[Extracted data entries]
####################

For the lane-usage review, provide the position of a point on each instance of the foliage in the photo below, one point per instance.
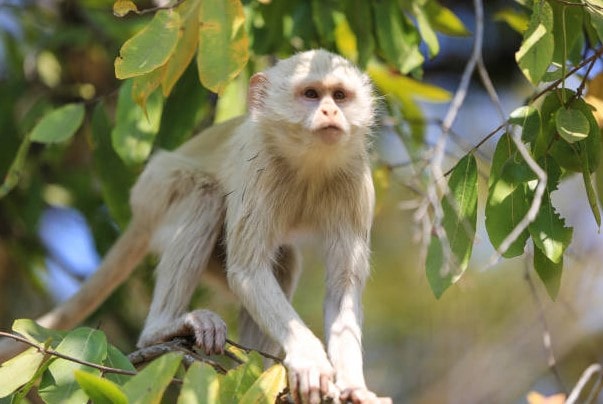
(79, 365)
(183, 65)
(545, 140)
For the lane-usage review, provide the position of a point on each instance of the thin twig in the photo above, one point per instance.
(102, 368)
(593, 369)
(546, 334)
(530, 216)
(247, 350)
(556, 83)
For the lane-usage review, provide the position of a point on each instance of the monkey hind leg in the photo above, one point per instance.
(286, 269)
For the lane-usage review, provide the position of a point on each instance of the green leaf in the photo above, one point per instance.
(324, 21)
(268, 37)
(564, 153)
(549, 272)
(517, 20)
(460, 209)
(201, 385)
(405, 88)
(223, 43)
(239, 380)
(59, 124)
(571, 125)
(135, 131)
(19, 370)
(183, 110)
(58, 384)
(439, 272)
(444, 20)
(358, 14)
(548, 229)
(36, 333)
(99, 390)
(116, 359)
(509, 196)
(588, 185)
(528, 118)
(143, 86)
(460, 215)
(398, 38)
(11, 179)
(123, 7)
(151, 47)
(427, 32)
(147, 387)
(568, 34)
(536, 51)
(186, 47)
(596, 21)
(267, 387)
(115, 178)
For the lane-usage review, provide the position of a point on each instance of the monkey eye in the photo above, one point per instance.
(339, 95)
(311, 93)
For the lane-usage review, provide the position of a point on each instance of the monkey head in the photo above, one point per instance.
(315, 99)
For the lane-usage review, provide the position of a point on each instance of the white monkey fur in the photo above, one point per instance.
(297, 164)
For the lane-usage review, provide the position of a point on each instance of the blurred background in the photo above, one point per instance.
(491, 338)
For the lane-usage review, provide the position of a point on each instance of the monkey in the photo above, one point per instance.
(236, 200)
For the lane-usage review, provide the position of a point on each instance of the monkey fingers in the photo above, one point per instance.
(362, 396)
(310, 377)
(209, 330)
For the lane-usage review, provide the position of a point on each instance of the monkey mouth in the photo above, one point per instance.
(330, 134)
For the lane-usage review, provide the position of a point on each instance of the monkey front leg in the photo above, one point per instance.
(186, 237)
(309, 370)
(347, 270)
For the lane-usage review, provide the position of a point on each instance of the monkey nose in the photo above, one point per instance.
(328, 111)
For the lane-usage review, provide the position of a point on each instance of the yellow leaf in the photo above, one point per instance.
(345, 38)
(594, 97)
(537, 398)
(223, 43)
(143, 86)
(267, 387)
(403, 87)
(123, 7)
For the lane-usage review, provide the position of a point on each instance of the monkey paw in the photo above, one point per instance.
(208, 329)
(310, 376)
(362, 396)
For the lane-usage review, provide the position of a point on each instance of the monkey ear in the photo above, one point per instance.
(258, 85)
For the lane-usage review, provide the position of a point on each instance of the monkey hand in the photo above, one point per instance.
(310, 375)
(207, 328)
(361, 395)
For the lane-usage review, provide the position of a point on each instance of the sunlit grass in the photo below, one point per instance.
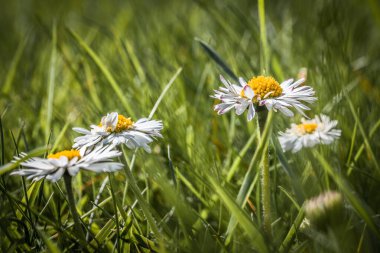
(67, 64)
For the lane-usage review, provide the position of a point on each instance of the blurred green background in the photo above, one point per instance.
(67, 63)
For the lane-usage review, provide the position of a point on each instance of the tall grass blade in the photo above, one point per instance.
(107, 74)
(215, 56)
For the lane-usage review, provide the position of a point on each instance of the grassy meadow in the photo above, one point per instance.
(65, 64)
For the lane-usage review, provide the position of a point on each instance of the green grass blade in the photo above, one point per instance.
(360, 206)
(167, 87)
(215, 56)
(13, 67)
(246, 187)
(241, 217)
(107, 74)
(51, 83)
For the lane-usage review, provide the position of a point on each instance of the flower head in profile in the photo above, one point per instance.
(69, 161)
(263, 91)
(320, 130)
(116, 129)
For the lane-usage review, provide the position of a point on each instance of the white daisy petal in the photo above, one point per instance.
(319, 130)
(264, 91)
(70, 161)
(115, 129)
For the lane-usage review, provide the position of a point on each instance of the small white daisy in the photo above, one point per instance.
(320, 130)
(116, 129)
(70, 161)
(263, 90)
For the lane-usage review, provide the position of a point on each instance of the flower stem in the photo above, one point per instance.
(265, 181)
(70, 196)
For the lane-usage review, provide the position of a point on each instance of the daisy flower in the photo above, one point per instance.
(263, 91)
(115, 129)
(320, 130)
(68, 161)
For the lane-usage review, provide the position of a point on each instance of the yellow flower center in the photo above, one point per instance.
(262, 85)
(123, 124)
(70, 154)
(307, 127)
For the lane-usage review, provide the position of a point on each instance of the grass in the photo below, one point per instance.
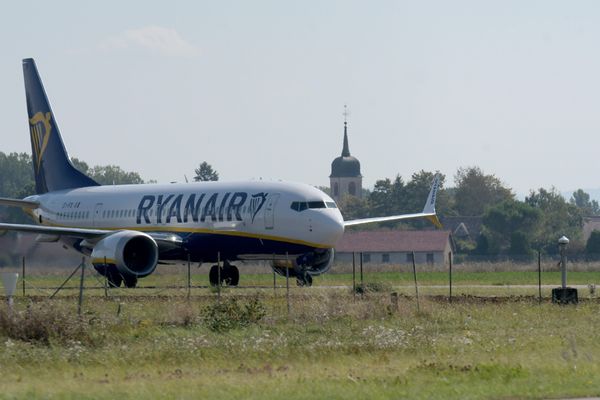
(331, 345)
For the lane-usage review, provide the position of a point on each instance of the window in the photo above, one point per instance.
(430, 258)
(352, 188)
(316, 204)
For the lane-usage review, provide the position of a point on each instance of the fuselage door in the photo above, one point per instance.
(97, 214)
(270, 211)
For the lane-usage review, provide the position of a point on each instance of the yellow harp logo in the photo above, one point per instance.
(40, 129)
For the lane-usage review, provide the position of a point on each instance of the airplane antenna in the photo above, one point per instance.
(346, 113)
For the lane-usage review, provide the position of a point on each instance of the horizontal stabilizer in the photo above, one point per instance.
(428, 211)
(18, 203)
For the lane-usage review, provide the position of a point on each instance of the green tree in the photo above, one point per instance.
(205, 172)
(113, 175)
(510, 227)
(475, 191)
(593, 244)
(558, 218)
(581, 200)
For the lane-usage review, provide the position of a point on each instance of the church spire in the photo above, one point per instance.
(346, 149)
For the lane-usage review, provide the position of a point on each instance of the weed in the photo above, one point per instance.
(229, 314)
(43, 324)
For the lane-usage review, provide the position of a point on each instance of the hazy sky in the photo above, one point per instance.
(257, 88)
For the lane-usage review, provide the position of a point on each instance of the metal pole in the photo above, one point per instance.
(287, 281)
(540, 276)
(81, 287)
(563, 267)
(362, 282)
(189, 277)
(274, 279)
(65, 282)
(23, 277)
(449, 275)
(105, 279)
(354, 274)
(219, 275)
(416, 286)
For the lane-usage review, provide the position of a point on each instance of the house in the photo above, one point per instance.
(396, 247)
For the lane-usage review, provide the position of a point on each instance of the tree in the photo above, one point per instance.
(205, 173)
(475, 191)
(593, 244)
(113, 175)
(558, 218)
(510, 227)
(581, 200)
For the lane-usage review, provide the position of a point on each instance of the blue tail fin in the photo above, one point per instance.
(51, 165)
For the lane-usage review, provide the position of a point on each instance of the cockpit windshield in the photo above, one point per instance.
(305, 205)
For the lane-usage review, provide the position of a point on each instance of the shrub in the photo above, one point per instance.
(229, 314)
(43, 324)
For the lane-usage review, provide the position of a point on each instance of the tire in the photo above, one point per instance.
(114, 278)
(130, 281)
(234, 275)
(213, 275)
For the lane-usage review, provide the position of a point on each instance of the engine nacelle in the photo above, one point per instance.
(314, 263)
(133, 253)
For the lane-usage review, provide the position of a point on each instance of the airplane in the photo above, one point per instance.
(127, 230)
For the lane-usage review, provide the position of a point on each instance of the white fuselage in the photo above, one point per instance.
(271, 216)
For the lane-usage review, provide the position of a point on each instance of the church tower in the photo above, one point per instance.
(345, 178)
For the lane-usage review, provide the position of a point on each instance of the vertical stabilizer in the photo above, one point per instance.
(51, 165)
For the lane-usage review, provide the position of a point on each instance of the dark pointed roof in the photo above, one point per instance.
(345, 166)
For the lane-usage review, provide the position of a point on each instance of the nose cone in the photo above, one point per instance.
(331, 227)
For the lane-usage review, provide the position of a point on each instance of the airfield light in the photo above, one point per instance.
(564, 294)
(9, 280)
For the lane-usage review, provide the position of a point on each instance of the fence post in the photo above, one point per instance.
(81, 287)
(219, 275)
(23, 276)
(362, 282)
(287, 282)
(416, 286)
(354, 275)
(189, 277)
(540, 276)
(450, 275)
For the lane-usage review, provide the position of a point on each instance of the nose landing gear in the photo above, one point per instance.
(229, 274)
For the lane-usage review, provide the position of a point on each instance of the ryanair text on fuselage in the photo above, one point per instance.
(198, 207)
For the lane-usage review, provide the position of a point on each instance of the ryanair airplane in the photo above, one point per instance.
(127, 230)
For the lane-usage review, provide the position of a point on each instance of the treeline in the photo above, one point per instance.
(509, 226)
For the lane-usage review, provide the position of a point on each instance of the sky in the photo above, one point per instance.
(257, 88)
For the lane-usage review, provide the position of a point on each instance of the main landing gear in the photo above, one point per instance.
(304, 279)
(229, 275)
(114, 278)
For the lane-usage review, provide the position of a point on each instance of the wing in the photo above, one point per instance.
(165, 241)
(428, 211)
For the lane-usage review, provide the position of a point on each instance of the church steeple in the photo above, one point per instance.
(345, 177)
(346, 149)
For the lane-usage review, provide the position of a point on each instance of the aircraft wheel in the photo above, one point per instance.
(130, 281)
(114, 278)
(234, 275)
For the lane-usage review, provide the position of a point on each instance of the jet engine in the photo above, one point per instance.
(305, 266)
(132, 253)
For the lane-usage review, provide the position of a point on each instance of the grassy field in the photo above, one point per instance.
(137, 344)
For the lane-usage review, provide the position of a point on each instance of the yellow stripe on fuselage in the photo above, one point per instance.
(147, 229)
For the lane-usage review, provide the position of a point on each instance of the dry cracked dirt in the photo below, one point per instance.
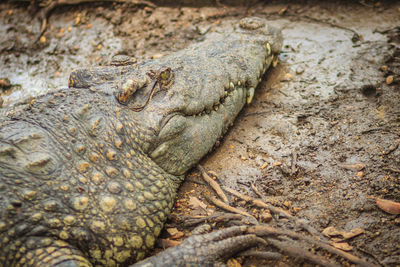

####################

[Written task] Gather each line of the material above that contains the word "nose" and copy it whole. Please match case, so only lines where the letters agree in case count.

[Solution to this task]
For the lane-usage review, provide the position of a point on each instance of the monkey nose in the photo above, one point per instance.
For the lane-usage review, provide the position of a point on each instance of the nose cone in the photo above, one point per instance.
For the lane-usage review, provide the position of a point on each instance of the nose landing gear in the photo above, one point per instance.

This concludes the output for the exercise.